━━━ THE RECORDS

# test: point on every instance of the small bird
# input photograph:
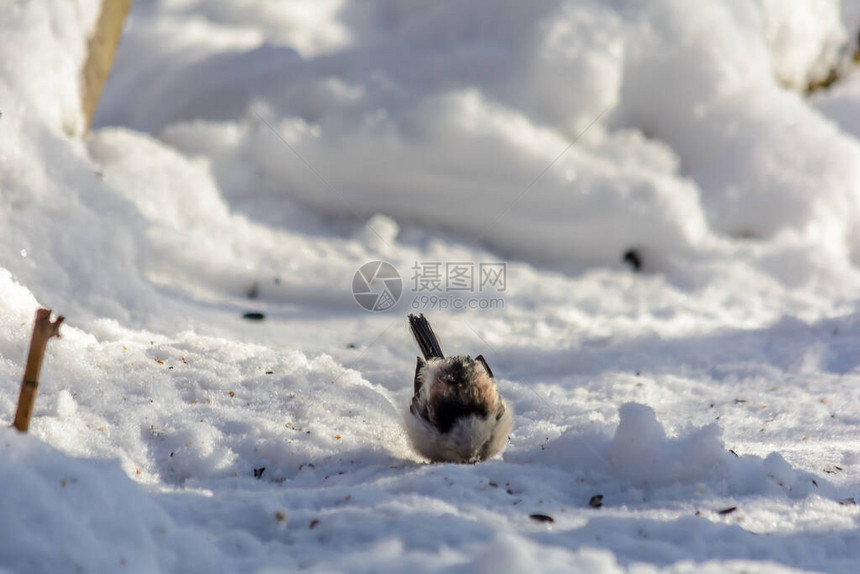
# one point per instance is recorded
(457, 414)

━━━━━━
━━━ THE RECORDS

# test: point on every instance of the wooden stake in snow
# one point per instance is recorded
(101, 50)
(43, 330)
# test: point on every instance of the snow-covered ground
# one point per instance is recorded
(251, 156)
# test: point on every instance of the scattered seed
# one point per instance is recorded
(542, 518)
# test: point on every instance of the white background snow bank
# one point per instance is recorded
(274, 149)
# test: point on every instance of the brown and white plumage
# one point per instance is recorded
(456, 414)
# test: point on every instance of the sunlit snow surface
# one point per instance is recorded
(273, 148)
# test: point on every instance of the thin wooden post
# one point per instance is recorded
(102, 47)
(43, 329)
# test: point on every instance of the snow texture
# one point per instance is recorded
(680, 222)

━━━━━━
━━━ THE RECORDS

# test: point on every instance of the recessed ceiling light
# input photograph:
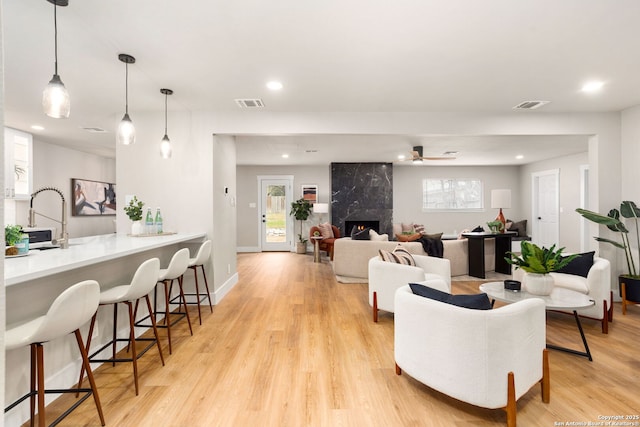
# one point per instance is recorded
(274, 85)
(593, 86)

━━━━━━

* [TASK DESCRIPTION]: Please count the lines in the items above that contain the string "wooden", with case mattering, and reply with only the number.

* [WRITTEN SOLUTION]: 2